**Selected extract**

▬▬▬

Black Hat 2023 Review: LLMs Everywhere

 

I attended as many Black Hat briefings as possible this year. As a data scientist, I paid particular attention to the data science, machine learning, and artificial intelligence talks. Before we get into details, let’s address the elephant in the room: ChatGPT and LLMs.

Yes, it did seem like every third talk was about trying to apply a large language model (LLM) to either hack or secure a computer. I don’t doubt that the hacker and security communities will continue to extract value from the compressed knowledge stored in large language models, and made available in user-friendly interfaces such as ChatGPT. But the organizations that extract the most value from LLMs will be the ones that are best able to take advantage of these models’ power for interpreting language. One talk in particular did an excellent job of this.

 

This Year’s Best Application of Large Language Models (LLMs)

In my opinion, the talk that made the best use of a large language model was “IRonMAN: InterpRetable Incident Inspector Based ON Large-Scale Language Model and Association miNing” by Sian-Yao Huang, Cheng-Lin Yang, and Chung-Kuan Chen at CyCraft Technology. The basic idea is to borrow the strength of LLMs in interpreting natural language, and use that interpretive power to create vector representations of Windows command lines. 

Natural languages are very flexible, with many ways to express the same information. Likewise, command lines have a certain amount of flexibility. The first kind is obfuscation: There are several equivalent, distinct ways to write the same command. This is important in a security context because these obfuscations can evade detection with tools like regular expressions.

▬▬▬

**Records**
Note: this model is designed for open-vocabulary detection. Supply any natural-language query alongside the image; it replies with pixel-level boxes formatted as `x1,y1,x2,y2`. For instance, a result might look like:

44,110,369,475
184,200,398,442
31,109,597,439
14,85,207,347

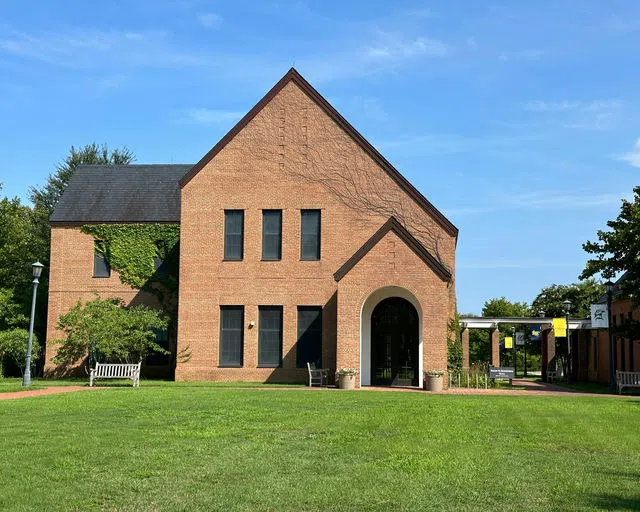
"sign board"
591,304,609,329
553,318,567,338
530,325,542,341
489,366,516,380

▬▬▬

**Task requirements**
• A. In the Black Hat 2023 review, at what company were the presenters of the IRonMAN talk based?
• B. Extend the Black Hat 2023 review beyond its last sentence.
The lines above aren't needed for anything here.

**Solved tasks**
• A. CyCraft Technology.

• B.
The second source of nuance is that the same string can have different meanings in different contexts. As an example, a user could invoke a command foo and also pass an argument named foo to the command; these usages could have the same or distinct meanings. A regular expression would hit on both of those usages, even if our intention is to only capture one of them.

LLMs take (encoded) strings as inputs and yield numerical representations as outputs. The speakers in this talk leverage these numerical outputs, by observing that equivalent command lines tend to be closer to each other than they are to dissimilar command lines, even when obfuscation is used. This gives the model a certain amount of robustness to variations in the input, and allows one to group together command lines from different incidents, facilitating attribution.

I want to emphasize that the main reason this talk is so intriguing to me is that it really leaned on the LLM for the thing that it is best at (interpreting text inputs) and incorporated that utility into a security workflow. Interpreting texts has enormous value for security researchers; using LLMs to do at machine speed what was previously a human-speed task is a big deal.

This talk does not rely on the chat interface at all! Instead, it peeks “under the hood” to work directly with the numerical representations that the model uses to interpret text.

In my humble opinion, the weaker LLM talks focused on the cat-and-mouse aspects of the chatbot interfaces—using ChatGPT to create “black hat” stuff. While the chat interface is impressive, and it can generate some amusing outputs, I don’t see them as a big value-add for security researchers, especially in light of the untrustworthiness of the results. For instance, a recent study found that ChatGPT can generate plausible-but-incorrect answers to Stack Overflow questions 52% of the time. I would expect even worse results if we asked ChatGPT to respond to a security incident.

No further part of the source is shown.